> **Problem description**
Every entry that follows must be written out exactly, apart from its pictures.

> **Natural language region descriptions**
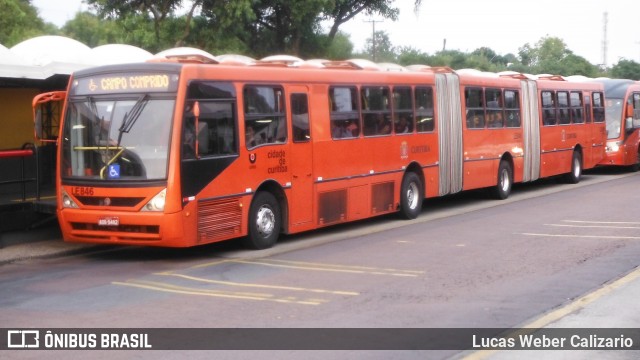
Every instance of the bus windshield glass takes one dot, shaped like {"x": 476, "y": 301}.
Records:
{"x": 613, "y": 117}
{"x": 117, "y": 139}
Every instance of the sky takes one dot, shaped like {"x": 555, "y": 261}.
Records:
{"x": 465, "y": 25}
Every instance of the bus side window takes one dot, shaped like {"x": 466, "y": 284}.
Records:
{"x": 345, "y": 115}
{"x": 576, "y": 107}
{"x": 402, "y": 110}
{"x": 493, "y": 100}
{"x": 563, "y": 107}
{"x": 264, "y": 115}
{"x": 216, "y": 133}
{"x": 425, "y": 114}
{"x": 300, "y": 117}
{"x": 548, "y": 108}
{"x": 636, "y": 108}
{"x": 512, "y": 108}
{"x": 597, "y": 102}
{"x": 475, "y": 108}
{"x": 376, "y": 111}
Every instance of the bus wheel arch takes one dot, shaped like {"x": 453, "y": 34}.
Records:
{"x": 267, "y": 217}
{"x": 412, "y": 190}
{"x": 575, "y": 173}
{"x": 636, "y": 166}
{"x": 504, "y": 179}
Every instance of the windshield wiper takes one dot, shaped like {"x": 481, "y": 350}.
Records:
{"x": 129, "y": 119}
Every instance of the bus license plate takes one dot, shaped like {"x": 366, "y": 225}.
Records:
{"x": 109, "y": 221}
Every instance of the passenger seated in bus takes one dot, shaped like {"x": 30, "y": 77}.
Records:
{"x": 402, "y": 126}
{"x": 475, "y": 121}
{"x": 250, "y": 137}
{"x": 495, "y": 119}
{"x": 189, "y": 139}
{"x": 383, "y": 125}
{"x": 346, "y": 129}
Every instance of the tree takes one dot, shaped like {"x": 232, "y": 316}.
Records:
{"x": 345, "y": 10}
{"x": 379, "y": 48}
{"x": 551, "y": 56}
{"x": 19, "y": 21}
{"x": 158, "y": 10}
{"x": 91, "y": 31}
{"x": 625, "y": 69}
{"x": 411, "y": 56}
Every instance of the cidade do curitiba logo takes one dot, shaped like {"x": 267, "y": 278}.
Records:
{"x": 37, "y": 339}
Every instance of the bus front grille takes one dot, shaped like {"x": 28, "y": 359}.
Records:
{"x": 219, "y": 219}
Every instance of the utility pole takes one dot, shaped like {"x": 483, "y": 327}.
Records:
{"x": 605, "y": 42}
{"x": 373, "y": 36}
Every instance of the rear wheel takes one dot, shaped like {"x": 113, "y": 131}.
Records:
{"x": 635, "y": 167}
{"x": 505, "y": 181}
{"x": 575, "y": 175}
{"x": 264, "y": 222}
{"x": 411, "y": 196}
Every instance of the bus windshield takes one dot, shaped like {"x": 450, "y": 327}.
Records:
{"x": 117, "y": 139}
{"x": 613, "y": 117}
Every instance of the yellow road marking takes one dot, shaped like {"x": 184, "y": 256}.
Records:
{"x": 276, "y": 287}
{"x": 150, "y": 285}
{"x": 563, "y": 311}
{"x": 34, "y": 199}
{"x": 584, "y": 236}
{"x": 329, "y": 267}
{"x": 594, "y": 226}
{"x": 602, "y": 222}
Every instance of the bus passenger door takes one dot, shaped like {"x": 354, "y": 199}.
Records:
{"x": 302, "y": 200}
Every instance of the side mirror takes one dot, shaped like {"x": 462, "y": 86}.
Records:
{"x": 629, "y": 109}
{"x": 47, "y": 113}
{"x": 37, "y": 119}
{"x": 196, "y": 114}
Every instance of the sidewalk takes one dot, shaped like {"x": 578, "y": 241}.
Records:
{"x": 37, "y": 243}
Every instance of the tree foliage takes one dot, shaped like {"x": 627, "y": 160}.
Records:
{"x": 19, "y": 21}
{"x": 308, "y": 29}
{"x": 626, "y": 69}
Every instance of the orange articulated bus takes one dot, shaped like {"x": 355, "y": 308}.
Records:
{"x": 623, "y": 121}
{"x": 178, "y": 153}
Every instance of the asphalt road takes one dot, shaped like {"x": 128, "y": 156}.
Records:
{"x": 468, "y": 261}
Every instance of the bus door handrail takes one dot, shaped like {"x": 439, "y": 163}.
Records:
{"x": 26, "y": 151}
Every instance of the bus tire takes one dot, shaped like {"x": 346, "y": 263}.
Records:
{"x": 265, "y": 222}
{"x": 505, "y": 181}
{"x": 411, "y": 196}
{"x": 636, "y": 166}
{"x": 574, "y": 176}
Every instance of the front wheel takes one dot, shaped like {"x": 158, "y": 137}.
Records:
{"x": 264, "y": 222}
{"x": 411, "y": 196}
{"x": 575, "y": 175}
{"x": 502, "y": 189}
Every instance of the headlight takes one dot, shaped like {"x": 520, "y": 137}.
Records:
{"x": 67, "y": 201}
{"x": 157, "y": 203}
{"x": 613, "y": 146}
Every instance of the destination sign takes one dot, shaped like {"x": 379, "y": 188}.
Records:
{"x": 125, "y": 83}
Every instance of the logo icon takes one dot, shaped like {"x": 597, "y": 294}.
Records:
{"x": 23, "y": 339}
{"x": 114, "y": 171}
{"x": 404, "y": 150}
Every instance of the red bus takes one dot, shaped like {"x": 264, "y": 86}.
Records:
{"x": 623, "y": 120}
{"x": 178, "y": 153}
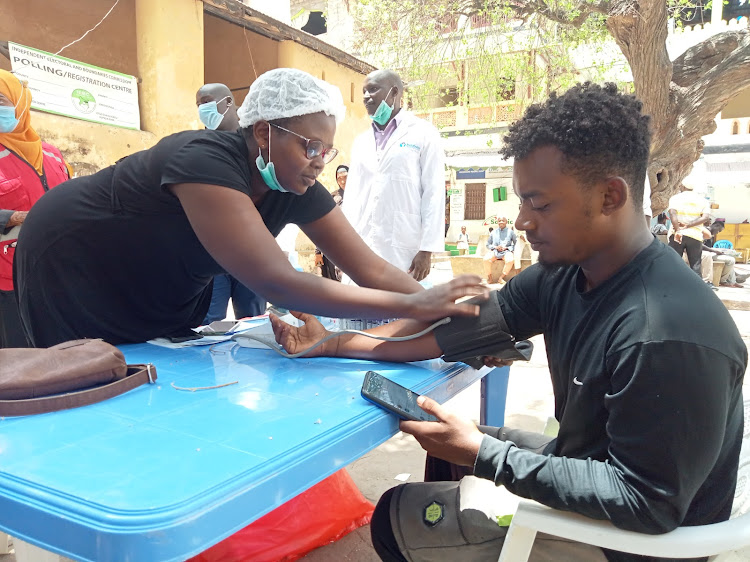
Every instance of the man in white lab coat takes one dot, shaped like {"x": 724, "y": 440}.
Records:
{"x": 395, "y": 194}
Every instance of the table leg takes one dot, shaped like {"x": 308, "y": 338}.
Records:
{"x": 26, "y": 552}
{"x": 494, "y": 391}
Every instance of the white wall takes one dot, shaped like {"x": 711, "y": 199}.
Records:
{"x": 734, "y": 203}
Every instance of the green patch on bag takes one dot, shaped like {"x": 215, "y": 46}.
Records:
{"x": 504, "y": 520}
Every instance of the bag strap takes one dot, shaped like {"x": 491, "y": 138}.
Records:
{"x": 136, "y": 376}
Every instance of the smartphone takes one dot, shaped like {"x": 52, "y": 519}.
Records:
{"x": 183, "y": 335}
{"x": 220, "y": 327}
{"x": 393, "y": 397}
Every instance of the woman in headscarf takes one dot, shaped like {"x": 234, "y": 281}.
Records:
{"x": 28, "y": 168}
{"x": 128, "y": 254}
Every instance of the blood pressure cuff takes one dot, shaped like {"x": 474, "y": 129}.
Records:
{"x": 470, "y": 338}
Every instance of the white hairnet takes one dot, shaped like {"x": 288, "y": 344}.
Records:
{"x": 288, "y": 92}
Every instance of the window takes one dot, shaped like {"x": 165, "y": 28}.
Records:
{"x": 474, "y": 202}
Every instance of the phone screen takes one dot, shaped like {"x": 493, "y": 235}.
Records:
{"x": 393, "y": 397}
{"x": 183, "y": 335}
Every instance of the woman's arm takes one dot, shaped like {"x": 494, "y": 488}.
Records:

> **Result for this task**
Every instance of the bus windshield glass takes one dot, shaped like {"x": 476, "y": 301}.
Records:
{"x": 613, "y": 117}
{"x": 117, "y": 139}
Every instance of the sky takes one dot, shaped like {"x": 555, "y": 261}.
Records:
{"x": 465, "y": 25}
Every instance of the bus side window takes one dot, shaped like {"x": 466, "y": 284}.
Records:
{"x": 345, "y": 115}
{"x": 576, "y": 107}
{"x": 402, "y": 110}
{"x": 493, "y": 100}
{"x": 563, "y": 107}
{"x": 264, "y": 115}
{"x": 216, "y": 133}
{"x": 425, "y": 114}
{"x": 300, "y": 117}
{"x": 548, "y": 108}
{"x": 636, "y": 108}
{"x": 512, "y": 108}
{"x": 597, "y": 102}
{"x": 475, "y": 108}
{"x": 376, "y": 111}
Every instance of the bus wheel arch takes one dot, shaped like {"x": 453, "y": 34}.
Records:
{"x": 267, "y": 217}
{"x": 412, "y": 190}
{"x": 575, "y": 173}
{"x": 636, "y": 166}
{"x": 504, "y": 179}
Every instance of the windshield wiper takes one dot, shaped like {"x": 481, "y": 350}.
Records:
{"x": 129, "y": 119}
Every instance of the bus license plate takes one dot, shaped like {"x": 366, "y": 225}.
Records:
{"x": 109, "y": 221}
Every instance of the passenger seated in bus takes one dot, shaped like {"x": 30, "y": 77}.
Records:
{"x": 402, "y": 126}
{"x": 475, "y": 121}
{"x": 250, "y": 137}
{"x": 495, "y": 119}
{"x": 189, "y": 139}
{"x": 383, "y": 125}
{"x": 346, "y": 129}
Every instance of the tree takes one dot, shaped like {"x": 232, "y": 316}.
Records:
{"x": 345, "y": 10}
{"x": 379, "y": 48}
{"x": 551, "y": 56}
{"x": 19, "y": 21}
{"x": 158, "y": 10}
{"x": 91, "y": 31}
{"x": 625, "y": 69}
{"x": 411, "y": 56}
Every instance of the cidade do curitiba logo takes one dot, shaped like {"x": 267, "y": 278}.
Records:
{"x": 37, "y": 339}
Every instance of the bus front grille takes one dot, shaped like {"x": 28, "y": 359}.
Records:
{"x": 219, "y": 219}
Every instance of the utility pole takes one dot, shaped like {"x": 483, "y": 327}.
Records:
{"x": 605, "y": 42}
{"x": 373, "y": 36}
Every instance of the rear wheel takes one dot, shaped like {"x": 113, "y": 131}.
Records:
{"x": 635, "y": 167}
{"x": 505, "y": 181}
{"x": 575, "y": 175}
{"x": 264, "y": 222}
{"x": 411, "y": 196}
Every instance of the bus windshield takes one dot, shaped like {"x": 450, "y": 327}.
Records:
{"x": 117, "y": 139}
{"x": 613, "y": 117}
Every instance of the yellow road marking takes one dot, shaped like {"x": 184, "y": 256}.
Records:
{"x": 276, "y": 287}
{"x": 150, "y": 285}
{"x": 563, "y": 311}
{"x": 34, "y": 199}
{"x": 584, "y": 236}
{"x": 329, "y": 267}
{"x": 594, "y": 226}
{"x": 602, "y": 222}
Every instance of the bus passenger door takes one dot, shaped like {"x": 354, "y": 199}.
Records:
{"x": 302, "y": 200}
Every instance of the side mirror takes one dot, shaped like {"x": 462, "y": 86}.
Records:
{"x": 629, "y": 109}
{"x": 47, "y": 113}
{"x": 37, "y": 119}
{"x": 196, "y": 114}
Every instance of the sidewalk takes one dot, shaped like {"x": 578, "y": 241}.
Records:
{"x": 37, "y": 243}
Every instance of the tree foliage takes one dot, shaped like {"x": 627, "y": 160}.
Records:
{"x": 19, "y": 21}
{"x": 308, "y": 29}
{"x": 626, "y": 69}
Every instance of the orange articulated bus takes one dot, shaped like {"x": 355, "y": 308}.
Records:
{"x": 623, "y": 121}
{"x": 178, "y": 153}
Every instance of the asphalt road takes one dot, shaped like {"x": 128, "y": 156}.
Records:
{"x": 468, "y": 261}
Every instance of the bus door handrail takes one dot, shaped like {"x": 439, "y": 163}.
Records:
{"x": 26, "y": 151}
Every instance of the bus tire takes one dot, shaped like {"x": 346, "y": 263}.
Records:
{"x": 265, "y": 222}
{"x": 505, "y": 181}
{"x": 411, "y": 196}
{"x": 636, "y": 166}
{"x": 574, "y": 176}
Every instance of the front wheel takes one dot, shaped like {"x": 158, "y": 137}.
Records:
{"x": 264, "y": 222}
{"x": 411, "y": 196}
{"x": 575, "y": 175}
{"x": 502, "y": 189}
Every instance of the headlight takes one dot, shaped like {"x": 520, "y": 137}.
Records:
{"x": 67, "y": 201}
{"x": 157, "y": 203}
{"x": 613, "y": 146}
Every instance of the destination sign takes one dot, shaped like {"x": 379, "y": 188}.
Records:
{"x": 125, "y": 83}
Every instance of the logo icon takes one dot, shaped like {"x": 597, "y": 294}.
Records:
{"x": 23, "y": 339}
{"x": 114, "y": 171}
{"x": 404, "y": 150}
Every instance of the red bus takes one dot, shaped like {"x": 264, "y": 86}.
Records:
{"x": 623, "y": 120}
{"x": 178, "y": 153}
Every instance of the man in white lab coat takes one dot, shaped like {"x": 724, "y": 440}.
Records:
{"x": 395, "y": 194}
Every instance of the table leg takes one dot, shaped like {"x": 308, "y": 338}.
Records:
{"x": 26, "y": 552}
{"x": 494, "y": 391}
Every instance of the white wall takes one dot, shaped like {"x": 711, "y": 199}.
Records:
{"x": 734, "y": 203}
Every instance of the green patch on bag takes one dot, shaped like {"x": 215, "y": 46}.
Records:
{"x": 504, "y": 520}
Every instance of the bag strap takes one dot, shaped like {"x": 491, "y": 138}.
Records:
{"x": 136, "y": 376}
Every instance of the smartphone takes one dot, shaped like {"x": 52, "y": 519}.
Records:
{"x": 183, "y": 335}
{"x": 220, "y": 327}
{"x": 393, "y": 397}
Every instance of the woman in headscarf takes one dot, shaped like {"x": 234, "y": 281}.
Records:
{"x": 28, "y": 168}
{"x": 128, "y": 254}
Every instance of the blood pressure cuff takes one dot, shaped like {"x": 474, "y": 129}.
Records:
{"x": 470, "y": 338}
Every instance of the white hairnet takes one dot, shaped like {"x": 288, "y": 344}.
Records:
{"x": 288, "y": 92}
Every instance of the window takes one dot, shaped like {"x": 165, "y": 28}.
Records:
{"x": 474, "y": 202}
Every instance of the phone screen takes one dot, shaped like {"x": 493, "y": 235}.
Records:
{"x": 393, "y": 397}
{"x": 183, "y": 335}
Every instance of the woman's arm takes one dot, shaped like {"x": 494, "y": 488}.
Records:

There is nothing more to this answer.